- [PROBLEM STATEMENT]: Once you have read the data below, print all of it exactly.

- [RECORDS SHOWN]:
◆ ◆ ◆

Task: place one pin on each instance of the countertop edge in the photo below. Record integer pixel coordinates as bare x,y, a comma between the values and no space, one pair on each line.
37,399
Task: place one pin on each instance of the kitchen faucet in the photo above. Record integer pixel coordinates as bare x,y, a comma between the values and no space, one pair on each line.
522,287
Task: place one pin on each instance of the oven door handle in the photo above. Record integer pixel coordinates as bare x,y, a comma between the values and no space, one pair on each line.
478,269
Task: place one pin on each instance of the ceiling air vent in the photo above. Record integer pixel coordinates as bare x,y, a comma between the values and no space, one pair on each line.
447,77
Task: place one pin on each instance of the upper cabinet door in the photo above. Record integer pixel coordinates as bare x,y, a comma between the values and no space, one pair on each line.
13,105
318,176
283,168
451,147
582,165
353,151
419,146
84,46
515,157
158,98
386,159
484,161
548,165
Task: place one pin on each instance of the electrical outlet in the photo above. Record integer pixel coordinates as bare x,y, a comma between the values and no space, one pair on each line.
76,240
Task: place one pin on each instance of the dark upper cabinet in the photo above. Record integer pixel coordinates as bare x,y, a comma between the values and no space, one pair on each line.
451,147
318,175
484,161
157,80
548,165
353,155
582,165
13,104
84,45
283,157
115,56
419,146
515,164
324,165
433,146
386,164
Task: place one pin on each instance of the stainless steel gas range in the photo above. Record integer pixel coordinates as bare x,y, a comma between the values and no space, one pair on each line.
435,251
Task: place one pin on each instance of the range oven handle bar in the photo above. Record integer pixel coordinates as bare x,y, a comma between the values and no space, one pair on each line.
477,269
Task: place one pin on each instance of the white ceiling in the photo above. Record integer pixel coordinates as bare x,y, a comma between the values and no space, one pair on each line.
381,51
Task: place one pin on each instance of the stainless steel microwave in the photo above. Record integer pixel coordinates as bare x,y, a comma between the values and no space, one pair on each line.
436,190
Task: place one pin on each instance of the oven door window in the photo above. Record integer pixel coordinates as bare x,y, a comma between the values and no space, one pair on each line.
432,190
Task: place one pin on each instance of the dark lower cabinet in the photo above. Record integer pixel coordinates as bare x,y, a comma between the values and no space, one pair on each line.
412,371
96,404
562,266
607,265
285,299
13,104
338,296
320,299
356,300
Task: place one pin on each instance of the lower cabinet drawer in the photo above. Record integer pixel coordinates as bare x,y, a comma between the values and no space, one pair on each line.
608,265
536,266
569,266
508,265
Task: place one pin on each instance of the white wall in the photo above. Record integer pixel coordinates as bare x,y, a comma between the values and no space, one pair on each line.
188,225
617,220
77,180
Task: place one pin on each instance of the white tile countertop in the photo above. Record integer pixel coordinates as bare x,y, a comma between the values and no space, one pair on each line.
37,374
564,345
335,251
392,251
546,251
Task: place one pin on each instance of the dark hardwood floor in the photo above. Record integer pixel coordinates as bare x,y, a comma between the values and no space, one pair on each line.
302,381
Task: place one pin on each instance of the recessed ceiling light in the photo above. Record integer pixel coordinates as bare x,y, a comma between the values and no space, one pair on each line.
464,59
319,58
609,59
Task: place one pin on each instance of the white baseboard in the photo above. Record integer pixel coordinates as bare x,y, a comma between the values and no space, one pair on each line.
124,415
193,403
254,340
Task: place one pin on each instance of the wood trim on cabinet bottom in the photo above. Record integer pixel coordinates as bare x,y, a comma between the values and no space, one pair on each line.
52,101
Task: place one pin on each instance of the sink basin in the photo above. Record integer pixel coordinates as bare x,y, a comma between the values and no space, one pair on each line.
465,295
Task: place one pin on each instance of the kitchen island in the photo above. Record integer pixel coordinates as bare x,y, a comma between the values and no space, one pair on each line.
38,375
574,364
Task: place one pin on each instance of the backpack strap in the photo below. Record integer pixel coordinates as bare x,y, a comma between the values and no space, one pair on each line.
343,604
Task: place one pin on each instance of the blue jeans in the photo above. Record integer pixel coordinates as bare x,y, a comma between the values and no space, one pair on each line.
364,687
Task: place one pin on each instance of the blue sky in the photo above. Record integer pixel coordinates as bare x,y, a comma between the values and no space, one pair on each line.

◆ ◆ ◆

- [ANSWER SPACE]:
Task: place one pin on each instance of the countertop edge in the photo below. Record integer pixel coordinates as bare x,y, a comma between the values and no space, one pair on each line.
37,399
Task: place one pin on each instance of the kitchen faucet in the photo above. Record integer pixel coordinates as bare x,y, a comma between the values and no space, one pair on each line.
522,287
Task: place one pin on each instance of the oven door handle in the photo above. Record integer pixel coordinates as bare x,y, a comma between the values and no space, one pair on each line.
478,269
Task: place one pin on each instance of the ceiling air vent in the photo above. Record integer pixel coordinates as bare x,y, a comma between the values and no space, one pair on each line.
447,77
Task: place one pin on each instance of the upper cabinet door in the photo above. Record integer pixel coordinates as bare x,y, a comma between the values and no space, one pair on each line.
13,105
318,176
283,168
451,147
582,165
353,151
419,146
84,46
515,157
158,98
386,159
484,161
548,165
Task: place one pin on each instance of the electrical outlet in the photo above. Record integer pixel coordinates as bare x,y, a comma between the values and no space, one pair on each line.
76,240
Task: place one pin on each instance of the dark upper cabinet in the photo above. Record integer pixel coordinates as bare x,y, a comma between the values and no space, one pair on each line.
451,147
318,175
484,161
157,80
548,165
353,155
582,165
13,104
84,45
283,157
115,56
419,146
515,164
324,165
433,146
386,164
Task: place one pin on each instance of the stainless steel gas range in the photo above. Record integer pixel coordinates as bare x,y, a comma between the values and no space, one pair on each line.
435,251
Task: place one pin on each instance of the range oven handle bar in the photo above. Record integer pixel coordinates as bare x,y, a comma between the values and no space, one pair on each line.
477,269
Task: place one pin on each instance of the white ceiling in the photo above. Record integer pixel coordinates as bare x,y, a comma between the values and no space, one pair on each line.
381,51
Task: place one pin on each instance of the stainless steel microwave in the photo above. Record integer pixel coordinates as bare x,y, a comma between the values and no space, one pair on each line.
436,190
Task: place one pin on each instance of the oven door window in the photo above. Record integer pixel coordinates as bare x,y, a comma between the values and no space, one pair on each line.
432,190
Task: place one pin on each instance of the dark lower cabinet in the photo above. Record integer pixel coordinates as bare x,y, a comma between the values and no space, one pair on each line.
412,371
96,404
562,266
607,265
285,299
13,104
338,296
320,299
356,300
Task: place one pin on each instance of the lower cabinet drawer in the photo above. Record integer pixel coordinates as bare x,y, a comma between the values and no space, one pair on each line.
608,265
536,266
569,266
508,265
Task: place one pin on each instance of the white wall in the photo above. Record integer pixel coordinates as bare x,y, a comma between the values and no space, one pair on each line.
188,225
617,220
77,180
Task: place one pin on each instance of the white tile countertop in the photo above. Record integer pixel coordinates as bare x,y, a comma between the values and no space, one pair on each line.
37,374
564,345
335,251
392,251
546,251
Task: place one pin on each instance of the dark hardwood floor in the photo above. Record integer pixel coordinates as bare x,y, a comma between the values and no space, one pair on each line.
302,381
Task: place one pin on each instance of the recessed ceiling light in the photo above. Record integer pixel coordinates as bare x,y, a comma between the values and no space, one pair on each line.
464,59
319,58
609,59
Task: place one pin on each instance of the white baseboard in the photo above. Record integer pixel coordinates as bare x,y, a comma between the values and no space, one pair on each line.
124,415
193,403
254,340
Task: place one pin on each instance of the wood trim on cabinet bottom in the photo above. Record integer pixel coordinates as bare x,y, a comma between the values and no space, one pair on each line.
52,101
Task: place one pin on each instance of the sink basin in the photo above. Record integer pixel coordinates as bare x,y, a comma between the values and no space, one pair on each line.
465,295
Task: place one pin on each instance of the kitchen island in the photo above. Record integer pixel coordinates as bare x,y, a comma between the values and no space, one pair on each line.
38,375
574,364
Task: place one pin on each instance of the backpack strap in the photo below. Record integer pixel coordinates as bare x,y, a comma between the values and no space, one pair on each line.
343,604
Task: place one pin on each instance of the blue jeans in the photo above. Record integer pixel coordinates as bare x,y, a comma between the values and no space, one pair on each line.
364,687
Task: place one pin on each instance of the blue sky in the photo above. Record integer pixel coordinates as bare x,y, a comma between the values and no space, one pair on each line.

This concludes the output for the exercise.